TEXT TO READ:
The 1st Banffshire Artillery Volunteers was a part-time unit of the British Army's Royal Artillery founded in Banffshire in Scotland in 1859. Through various reorganisations it served as auxiliary garrison artillery until 1908.

Volunteer Force
The enthusiasm for the Volunteer movement following an invasion scare in 1859 saw the creation of many Rifle and Artillery Volunteer Corps composed of part-time soldiers eager to supplement the Regular British Army in time of need. By 1861 five Artillery Volunteer Corps (AVCs) had been formed in Banffshire:
 1st (Macduff) Banffshire AVC formed before October 1859, originally as a subdivision, became full battery 27 March 1860
 2nd (Banff) Banffshire AVC formed on 29 December 1859, originally numbered 1st
 3rd (Banff) Banffshire AVC formed on 5 April 1860; absorbed into 2nd AVC in 1864
 4th (Portsoy) Banffshire AVC formed on 8 October 1860
 5th (Cullen) Banffshire AVC formed on 18 February 1861

On 22 October 1861 these units were brought together into the 1st Administrative Brigade, Banffshire Artillery Volunteers, with its headquarters (HQ) at Banff. In 1863 the brigade was joined by the 1st Elgin AVC, which had been formed at Lossiemouth in Elginshire on 26 March 1860. A 2nd Elgin AVC was formed at Burghead on 16 October 1872 and was also included in the 1st Banff Admin Brigade. On 13 November 1875 a new 3rd Banffshire AVC was formed at Gardenstown to replace the unit disbanded in 1864.

Reorganisation
In December 1876 the artillery volunteers in North East Scotland were reorganised. The five Banff units joined the 1st Aberdeenshire Administrative Brigade and the two Elgin units joined the 1st Inverness-shire Administrative Brigade.

DATASET EXTRACT:

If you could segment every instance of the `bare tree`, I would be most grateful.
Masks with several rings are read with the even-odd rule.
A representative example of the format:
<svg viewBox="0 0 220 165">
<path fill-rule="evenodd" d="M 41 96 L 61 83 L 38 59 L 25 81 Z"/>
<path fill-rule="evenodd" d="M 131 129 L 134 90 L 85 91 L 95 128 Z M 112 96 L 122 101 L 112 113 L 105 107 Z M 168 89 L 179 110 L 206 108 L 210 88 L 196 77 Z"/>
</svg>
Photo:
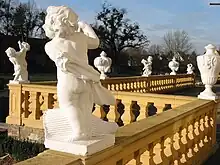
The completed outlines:
<svg viewBox="0 0 220 165">
<path fill-rule="evenodd" d="M 149 55 L 160 55 L 163 53 L 163 47 L 161 45 L 153 44 L 148 49 Z"/>
<path fill-rule="evenodd" d="M 143 47 L 149 43 L 140 26 L 126 19 L 126 14 L 125 9 L 104 3 L 102 11 L 97 14 L 97 24 L 93 25 L 101 41 L 100 47 L 111 52 L 113 65 L 117 65 L 118 56 L 123 50 Z"/>
<path fill-rule="evenodd" d="M 0 0 L 0 31 L 5 35 L 12 33 L 13 14 L 17 4 L 17 0 Z"/>
<path fill-rule="evenodd" d="M 20 3 L 13 14 L 13 34 L 20 36 L 23 40 L 35 37 L 43 25 L 44 11 L 36 7 L 34 1 Z"/>
<path fill-rule="evenodd" d="M 166 52 L 188 53 L 192 50 L 190 37 L 184 30 L 169 31 L 163 37 Z"/>
</svg>

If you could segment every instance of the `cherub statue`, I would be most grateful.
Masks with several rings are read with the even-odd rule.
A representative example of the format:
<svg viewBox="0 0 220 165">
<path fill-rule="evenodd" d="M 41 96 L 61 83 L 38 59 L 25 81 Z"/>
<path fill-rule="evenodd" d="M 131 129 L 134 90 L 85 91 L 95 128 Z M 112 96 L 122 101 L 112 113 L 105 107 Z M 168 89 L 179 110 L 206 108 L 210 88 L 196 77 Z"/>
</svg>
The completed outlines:
<svg viewBox="0 0 220 165">
<path fill-rule="evenodd" d="M 94 103 L 115 105 L 112 93 L 100 83 L 100 73 L 88 63 L 87 51 L 98 48 L 99 38 L 89 24 L 79 21 L 78 15 L 66 6 L 48 7 L 43 28 L 51 39 L 45 51 L 57 67 L 60 109 L 50 109 L 44 114 L 45 146 L 73 154 L 91 154 L 77 151 L 77 141 L 88 144 L 83 141 L 96 137 L 100 141 L 118 128 L 116 123 L 92 114 Z M 112 136 L 103 147 L 114 144 Z M 60 145 L 54 145 L 54 141 Z M 66 146 L 69 148 L 64 144 L 69 144 Z"/>
<path fill-rule="evenodd" d="M 193 74 L 194 72 L 193 72 L 193 70 L 194 70 L 195 68 L 193 67 L 193 65 L 190 63 L 190 64 L 187 64 L 187 69 L 186 69 L 186 71 L 187 71 L 187 74 Z"/>
<path fill-rule="evenodd" d="M 112 60 L 107 57 L 107 54 L 102 51 L 100 57 L 96 57 L 94 60 L 94 66 L 101 72 L 100 79 L 104 80 L 107 78 L 105 73 L 109 73 L 111 70 Z"/>
<path fill-rule="evenodd" d="M 29 82 L 28 81 L 28 71 L 27 71 L 27 62 L 26 54 L 30 50 L 30 45 L 27 42 L 18 41 L 20 48 L 19 52 L 16 52 L 14 48 L 9 47 L 5 53 L 9 57 L 9 60 L 14 65 L 14 79 L 10 83 L 21 83 Z"/>
<path fill-rule="evenodd" d="M 141 60 L 141 63 L 144 65 L 144 68 L 143 68 L 144 72 L 142 76 L 148 77 L 149 75 L 152 74 L 152 61 L 153 61 L 152 56 L 149 56 L 147 60 L 145 59 Z"/>
<path fill-rule="evenodd" d="M 179 62 L 176 60 L 176 57 L 174 56 L 172 61 L 168 64 L 169 68 L 171 69 L 170 75 L 176 75 L 176 72 L 179 70 Z"/>
</svg>

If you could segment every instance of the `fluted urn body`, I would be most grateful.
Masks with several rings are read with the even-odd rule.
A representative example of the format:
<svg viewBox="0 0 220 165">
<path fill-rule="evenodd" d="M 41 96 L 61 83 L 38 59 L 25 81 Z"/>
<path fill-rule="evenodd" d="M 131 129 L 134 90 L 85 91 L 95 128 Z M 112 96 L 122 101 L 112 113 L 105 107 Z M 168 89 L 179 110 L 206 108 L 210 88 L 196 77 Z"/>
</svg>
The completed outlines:
<svg viewBox="0 0 220 165">
<path fill-rule="evenodd" d="M 107 75 L 105 73 L 110 72 L 112 65 L 111 58 L 107 57 L 107 54 L 102 51 L 100 54 L 100 57 L 96 57 L 94 60 L 94 66 L 99 70 L 100 79 L 104 80 L 107 78 Z"/>
<path fill-rule="evenodd" d="M 218 97 L 212 91 L 213 85 L 217 82 L 220 72 L 220 56 L 216 47 L 209 44 L 205 47 L 206 53 L 197 57 L 197 65 L 201 74 L 205 90 L 199 94 L 199 98 L 215 100 Z"/>
</svg>

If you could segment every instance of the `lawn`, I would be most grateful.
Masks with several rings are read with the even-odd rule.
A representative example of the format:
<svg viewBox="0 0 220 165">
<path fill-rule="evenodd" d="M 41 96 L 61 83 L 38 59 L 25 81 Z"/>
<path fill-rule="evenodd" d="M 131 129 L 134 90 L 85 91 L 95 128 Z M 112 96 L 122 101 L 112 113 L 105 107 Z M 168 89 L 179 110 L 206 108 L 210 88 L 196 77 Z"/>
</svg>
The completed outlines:
<svg viewBox="0 0 220 165">
<path fill-rule="evenodd" d="M 27 140 L 19 141 L 8 137 L 5 131 L 0 132 L 0 157 L 9 154 L 14 162 L 19 162 L 37 156 L 44 150 L 43 144 L 29 142 Z"/>
</svg>

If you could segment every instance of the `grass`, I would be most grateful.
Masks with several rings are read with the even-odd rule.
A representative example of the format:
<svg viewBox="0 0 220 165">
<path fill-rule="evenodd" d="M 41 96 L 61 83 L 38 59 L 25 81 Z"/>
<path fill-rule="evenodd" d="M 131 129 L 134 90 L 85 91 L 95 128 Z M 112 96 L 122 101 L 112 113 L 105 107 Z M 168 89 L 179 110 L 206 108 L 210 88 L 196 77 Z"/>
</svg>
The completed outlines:
<svg viewBox="0 0 220 165">
<path fill-rule="evenodd" d="M 43 144 L 19 141 L 8 137 L 7 133 L 0 133 L 0 156 L 10 154 L 16 162 L 19 162 L 37 156 L 44 150 Z"/>
</svg>

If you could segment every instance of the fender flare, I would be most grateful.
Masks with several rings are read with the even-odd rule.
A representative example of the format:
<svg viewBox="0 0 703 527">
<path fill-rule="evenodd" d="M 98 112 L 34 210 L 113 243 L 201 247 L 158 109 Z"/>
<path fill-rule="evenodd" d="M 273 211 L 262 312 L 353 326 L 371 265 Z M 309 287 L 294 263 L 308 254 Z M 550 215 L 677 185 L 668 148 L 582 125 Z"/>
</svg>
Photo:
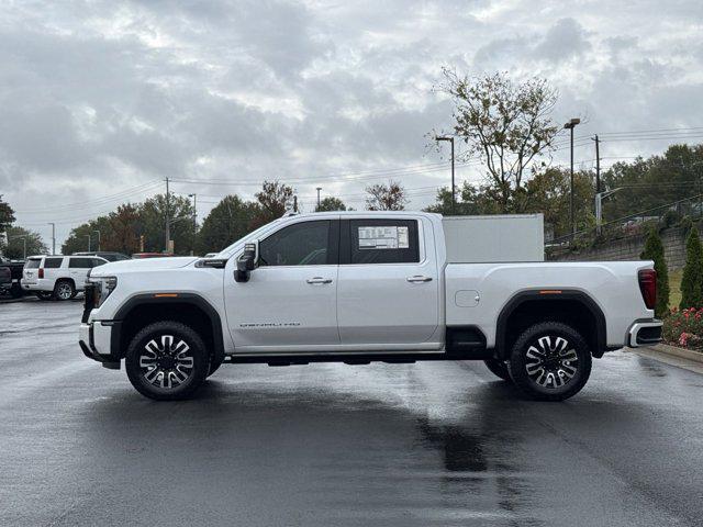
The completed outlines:
<svg viewBox="0 0 703 527">
<path fill-rule="evenodd" d="M 190 304 L 202 310 L 212 325 L 212 356 L 216 362 L 224 360 L 224 340 L 222 336 L 222 319 L 220 313 L 210 302 L 196 293 L 177 293 L 177 296 L 156 296 L 158 293 L 140 293 L 130 296 L 118 310 L 114 315 L 113 330 L 110 338 L 110 348 L 112 356 L 119 356 L 122 349 L 122 322 L 127 317 L 130 312 L 140 305 L 145 304 Z"/>
<path fill-rule="evenodd" d="M 521 291 L 515 293 L 505 303 L 498 316 L 498 324 L 495 325 L 495 349 L 499 357 L 506 357 L 509 350 L 505 349 L 505 334 L 506 326 L 510 316 L 525 302 L 538 300 L 540 302 L 554 302 L 554 301 L 576 301 L 582 304 L 593 315 L 595 321 L 595 349 L 591 350 L 594 357 L 602 357 L 603 352 L 607 348 L 606 345 L 606 324 L 603 310 L 595 303 L 595 301 L 583 291 L 574 289 L 559 289 L 549 288 L 548 291 L 560 291 L 558 294 L 544 294 L 542 291 L 545 289 L 535 289 L 528 291 Z"/>
</svg>

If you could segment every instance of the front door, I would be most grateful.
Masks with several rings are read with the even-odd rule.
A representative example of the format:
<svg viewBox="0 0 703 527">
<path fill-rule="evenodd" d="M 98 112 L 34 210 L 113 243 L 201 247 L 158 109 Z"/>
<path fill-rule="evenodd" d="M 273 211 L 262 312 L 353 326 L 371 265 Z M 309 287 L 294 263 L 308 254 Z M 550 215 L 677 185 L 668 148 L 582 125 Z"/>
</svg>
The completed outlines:
<svg viewBox="0 0 703 527">
<path fill-rule="evenodd" d="M 227 324 L 235 351 L 312 351 L 339 344 L 339 222 L 301 221 L 259 242 L 247 282 L 226 268 Z"/>
<path fill-rule="evenodd" d="M 426 346 L 442 340 L 439 279 L 429 222 L 342 222 L 337 317 L 343 345 Z"/>
</svg>

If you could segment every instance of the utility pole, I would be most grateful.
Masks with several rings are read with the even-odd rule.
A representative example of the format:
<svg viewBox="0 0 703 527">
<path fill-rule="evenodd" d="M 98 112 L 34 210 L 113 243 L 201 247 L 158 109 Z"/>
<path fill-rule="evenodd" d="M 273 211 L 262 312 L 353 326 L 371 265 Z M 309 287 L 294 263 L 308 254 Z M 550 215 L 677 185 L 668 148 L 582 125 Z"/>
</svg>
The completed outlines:
<svg viewBox="0 0 703 527">
<path fill-rule="evenodd" d="M 598 194 L 601 191 L 601 139 L 595 134 L 595 137 L 591 137 L 591 141 L 595 142 L 595 193 Z"/>
<path fill-rule="evenodd" d="M 171 200 L 170 200 L 170 193 L 168 191 L 168 178 L 166 178 L 166 245 L 164 248 L 164 253 L 168 253 L 168 249 L 171 245 L 170 244 L 170 240 L 171 240 L 170 206 L 171 206 Z"/>
<path fill-rule="evenodd" d="M 579 124 L 581 122 L 580 119 L 574 117 L 572 120 L 570 120 L 567 124 L 563 125 L 563 127 L 566 130 L 570 130 L 571 131 L 571 190 L 570 190 L 570 197 L 569 197 L 569 218 L 571 222 L 571 234 L 576 234 L 576 222 L 573 220 L 573 128 L 576 127 L 577 124 Z"/>
<path fill-rule="evenodd" d="M 52 255 L 56 254 L 56 224 L 47 223 L 47 225 L 52 226 Z"/>
<path fill-rule="evenodd" d="M 454 183 L 454 137 L 442 136 L 442 137 L 436 137 L 436 141 L 448 141 L 449 143 L 451 143 L 451 214 L 456 214 L 457 192 L 456 192 L 456 186 Z"/>
<path fill-rule="evenodd" d="M 198 194 L 188 194 L 188 198 L 193 199 L 193 246 L 190 249 L 190 256 L 193 256 L 196 251 L 196 240 L 198 239 Z"/>
</svg>

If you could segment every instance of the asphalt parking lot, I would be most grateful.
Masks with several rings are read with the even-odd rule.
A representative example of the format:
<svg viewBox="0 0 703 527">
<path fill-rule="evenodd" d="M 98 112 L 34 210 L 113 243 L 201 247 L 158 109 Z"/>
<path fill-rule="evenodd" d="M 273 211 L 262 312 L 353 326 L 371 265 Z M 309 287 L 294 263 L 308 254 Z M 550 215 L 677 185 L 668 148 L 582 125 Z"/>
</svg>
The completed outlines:
<svg viewBox="0 0 703 527">
<path fill-rule="evenodd" d="M 0 525 L 703 524 L 703 377 L 617 351 L 566 403 L 482 363 L 225 365 L 194 401 L 0 305 Z"/>
</svg>

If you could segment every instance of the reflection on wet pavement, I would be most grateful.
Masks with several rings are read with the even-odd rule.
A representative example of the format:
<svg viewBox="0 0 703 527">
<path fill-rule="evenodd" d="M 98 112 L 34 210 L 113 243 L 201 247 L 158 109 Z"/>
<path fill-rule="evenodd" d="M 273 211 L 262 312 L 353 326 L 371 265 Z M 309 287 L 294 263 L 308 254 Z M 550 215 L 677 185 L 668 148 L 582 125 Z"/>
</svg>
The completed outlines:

WRITTEN PROBLEM 1: Copy the part of the Banffshire artillery history above, starting with "On 22 October" and going on through "disbanded in 1864.".
WRITTEN PROBLEM 2: Using the Banffshire artillery history, answer yes or no for each statement and quote the words that decide it: (a) The 2nd Elgin AVC was formed at Burghead. (b) The 4th (Portsoy) Banffshire AVC was absorbed into the 2nd AVC in 1864. (c) In the December 1876 reorganization, the Elgin units joined the 1st Aberdeenshire Administrative Brigade.

CORRECT RESULT 1:
On 22 October 1861 these units were brought together into the 1st Administrative Brigade, Banffshire Artillery Volunteers, with its headquarters (HQ) at Banff. In 1863 the brigade was joined by the 1st Elgin AVC, which had been formed at Lossiemouth in Elginshire on 26 March 1860. A 2nd Elgin AVC was formed at Burghead on 16 October 1872 and was also included in the 1st Banff Admin Brigade. On 13 November 1875 a new 3rd Banffshire AVC was formed at Gardenstown to replace the unit disbanded in 1864.

CORRECT RESULT 2:
(a) Yes: "A 2nd Elgin AVC was formed at Burghead on 16 October 1872"
(b) No: "3rd (Banff) Banffshire AVC formed on 5 April 1860; absorbed into 2nd AVC in 1864"
(c) No: "the two Elgin units joined the 1st Inverness-shire Administrative Brigade"